Rewrite the lines from the one containing "[mark] paper cup" through the last line, requests included, and shift every point coordinate by adding 85 to it.

:: Supplied information ::

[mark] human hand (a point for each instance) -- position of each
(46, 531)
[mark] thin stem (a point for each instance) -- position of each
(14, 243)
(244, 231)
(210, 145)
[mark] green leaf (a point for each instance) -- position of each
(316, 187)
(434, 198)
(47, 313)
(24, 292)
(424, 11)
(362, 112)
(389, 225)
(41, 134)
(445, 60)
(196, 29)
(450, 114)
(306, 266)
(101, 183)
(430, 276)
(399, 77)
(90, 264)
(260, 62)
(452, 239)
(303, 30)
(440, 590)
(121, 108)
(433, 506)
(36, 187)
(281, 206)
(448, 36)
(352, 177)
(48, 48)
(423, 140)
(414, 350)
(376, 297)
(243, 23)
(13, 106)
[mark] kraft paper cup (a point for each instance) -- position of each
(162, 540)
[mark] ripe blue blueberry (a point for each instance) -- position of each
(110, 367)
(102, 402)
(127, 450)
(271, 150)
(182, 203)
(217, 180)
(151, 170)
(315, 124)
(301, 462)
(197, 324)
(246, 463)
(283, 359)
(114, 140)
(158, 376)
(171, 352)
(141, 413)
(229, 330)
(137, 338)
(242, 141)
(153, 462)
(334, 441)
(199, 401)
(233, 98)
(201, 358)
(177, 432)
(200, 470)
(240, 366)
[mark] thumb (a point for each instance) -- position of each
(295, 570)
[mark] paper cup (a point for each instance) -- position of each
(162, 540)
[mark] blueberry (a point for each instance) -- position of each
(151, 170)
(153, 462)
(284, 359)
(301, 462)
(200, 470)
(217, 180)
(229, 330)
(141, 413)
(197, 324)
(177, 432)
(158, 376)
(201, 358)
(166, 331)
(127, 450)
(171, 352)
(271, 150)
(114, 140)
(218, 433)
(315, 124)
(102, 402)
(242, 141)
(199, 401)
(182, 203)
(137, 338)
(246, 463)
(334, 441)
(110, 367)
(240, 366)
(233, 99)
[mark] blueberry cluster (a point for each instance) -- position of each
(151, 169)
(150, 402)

:::

» Written answer
[mark] paper cup (a point for each instance) -- position of each
(247, 625)
[mark] blueberry (a point for each instance) -- position of each
(236, 255)
(238, 547)
(369, 444)
(386, 547)
(285, 555)
(302, 265)
(314, 415)
(226, 498)
(282, 409)
(262, 517)
(243, 461)
(286, 443)
(251, 416)
(212, 535)
(256, 437)
(356, 235)
(199, 225)
(303, 518)
(400, 209)
(187, 487)
(327, 226)
(284, 486)
(267, 288)
(222, 423)
(331, 548)
(419, 526)
(195, 452)
(325, 451)
(318, 184)
[mark] blueberry cluster (a point for each instance) -- position of each
(236, 254)
(235, 487)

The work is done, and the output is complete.